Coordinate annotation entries
-- begin --

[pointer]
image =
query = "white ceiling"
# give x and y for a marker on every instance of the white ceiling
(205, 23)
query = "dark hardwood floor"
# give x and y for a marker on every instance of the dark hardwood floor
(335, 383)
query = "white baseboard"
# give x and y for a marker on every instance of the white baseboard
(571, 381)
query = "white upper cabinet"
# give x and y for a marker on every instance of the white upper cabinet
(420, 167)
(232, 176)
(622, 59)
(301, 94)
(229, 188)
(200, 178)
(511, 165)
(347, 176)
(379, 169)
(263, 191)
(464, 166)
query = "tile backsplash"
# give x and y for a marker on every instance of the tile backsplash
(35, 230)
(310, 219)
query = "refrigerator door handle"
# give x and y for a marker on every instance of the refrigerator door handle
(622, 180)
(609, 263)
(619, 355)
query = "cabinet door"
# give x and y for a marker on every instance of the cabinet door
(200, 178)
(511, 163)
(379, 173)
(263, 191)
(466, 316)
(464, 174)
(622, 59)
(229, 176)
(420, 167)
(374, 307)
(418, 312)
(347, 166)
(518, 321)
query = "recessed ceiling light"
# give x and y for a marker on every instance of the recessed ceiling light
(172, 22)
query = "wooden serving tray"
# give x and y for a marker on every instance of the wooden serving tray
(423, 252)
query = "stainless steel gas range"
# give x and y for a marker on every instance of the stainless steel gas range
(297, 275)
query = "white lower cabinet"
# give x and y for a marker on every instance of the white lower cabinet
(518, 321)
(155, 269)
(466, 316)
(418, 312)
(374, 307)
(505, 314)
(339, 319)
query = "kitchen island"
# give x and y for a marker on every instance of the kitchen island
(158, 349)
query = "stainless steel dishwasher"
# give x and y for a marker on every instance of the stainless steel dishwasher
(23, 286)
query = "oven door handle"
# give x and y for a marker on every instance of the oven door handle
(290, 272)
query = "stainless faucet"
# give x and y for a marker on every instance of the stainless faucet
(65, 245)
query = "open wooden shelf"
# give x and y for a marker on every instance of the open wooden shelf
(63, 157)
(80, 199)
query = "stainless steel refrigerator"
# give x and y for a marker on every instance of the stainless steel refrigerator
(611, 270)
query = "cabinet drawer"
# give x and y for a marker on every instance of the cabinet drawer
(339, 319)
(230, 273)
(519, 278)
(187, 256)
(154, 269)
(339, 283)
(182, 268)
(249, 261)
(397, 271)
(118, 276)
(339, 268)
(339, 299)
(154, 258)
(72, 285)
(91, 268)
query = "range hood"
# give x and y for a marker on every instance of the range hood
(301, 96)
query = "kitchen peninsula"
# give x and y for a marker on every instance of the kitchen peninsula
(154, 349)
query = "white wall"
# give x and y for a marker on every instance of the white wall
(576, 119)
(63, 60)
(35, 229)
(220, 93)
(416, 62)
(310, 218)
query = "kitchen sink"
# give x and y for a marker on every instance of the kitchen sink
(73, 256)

-- end --

_What the task asks_. Repeat all of the records above exactly as written.

_Result of this exercise_.
[pointer]
image =
query = "white ceiling"
# give x and y for a marker on every instance of the white ceiling
(205, 23)
query = "dark hardwood floor"
# give x and y for a marker on every instance of the dark hardwood floor
(335, 383)
query = "white baseboard"
# give x and y for a marker on every instance of the white baseboard
(571, 381)
query = "white upper cabinet"
# give x and y for a marker on every instance of the white upper cabinet
(420, 167)
(232, 176)
(622, 59)
(301, 94)
(229, 188)
(200, 178)
(511, 165)
(347, 176)
(379, 169)
(263, 191)
(464, 166)
query = "tile backsplash"
# give x and y for a marker on every instance of the tile backsplash
(35, 230)
(310, 219)
query = "refrigerator door handle"
# give x and y for a marker on every instance of the refrigerator door handle
(622, 180)
(609, 263)
(619, 355)
query = "cabinet door"
# give x and y for a marker on every instance of the cabinet door
(200, 178)
(511, 163)
(379, 173)
(263, 191)
(466, 316)
(464, 174)
(622, 59)
(229, 176)
(420, 167)
(374, 307)
(418, 312)
(347, 166)
(518, 321)
query = "recessed ceiling light"
# give x and y for a marker on every instance of the recessed ceiling light
(172, 22)
query = "wooden serving tray"
# give x and y for a marker on every instance of the wooden serving tray
(423, 252)
query = "stainless steel gas range"
# give x and y for a marker on every instance of the stainless steel gas range
(297, 275)
query = "white lower cabinet"
# give x and y for a marker on every instance of the white lower cabinet
(518, 321)
(155, 269)
(466, 316)
(418, 312)
(374, 307)
(505, 314)
(339, 319)
query = "kitchen island"
# give x and y for a marker on every instance of the kitchen island
(158, 349)
query = "stainless steel dishwasher"
# give x and y for a marker on every instance of the stainless steel dishwasher
(23, 286)
query = "oven door handle"
# give x and y for a marker on every instance of the oven door handle
(290, 272)
query = "stainless faucet"
# give x and y for a marker on every instance of the stainless faucet
(65, 245)
query = "open wooden shelf"
# give x and y for a marker on every instance of the open wooden shelf
(63, 157)
(80, 199)
query = "stainless steel refrigerator"
# give x and y for a marker on every instance of the stainless steel refrigerator
(611, 270)
query = "cabinet drawer"
# give x and y for a marker on every instance of the cabinet drawer
(339, 319)
(230, 273)
(519, 278)
(187, 256)
(154, 269)
(339, 283)
(182, 268)
(249, 261)
(397, 271)
(118, 276)
(339, 268)
(339, 299)
(154, 258)
(72, 285)
(91, 268)
query = "range hood"
# give x and y for a marker on every instance of the range hood
(301, 96)
query = "kitchen peninsula"
# give x and y for a marker on every instance of the kitchen peninsula
(154, 349)
query = "white wall"
# give x and y for a marker on every instance of the white wall
(576, 119)
(63, 60)
(35, 229)
(220, 93)
(416, 62)
(310, 218)
query = "kitchen sink"
# give x and y for a marker on every instance of the kitchen sink
(73, 256)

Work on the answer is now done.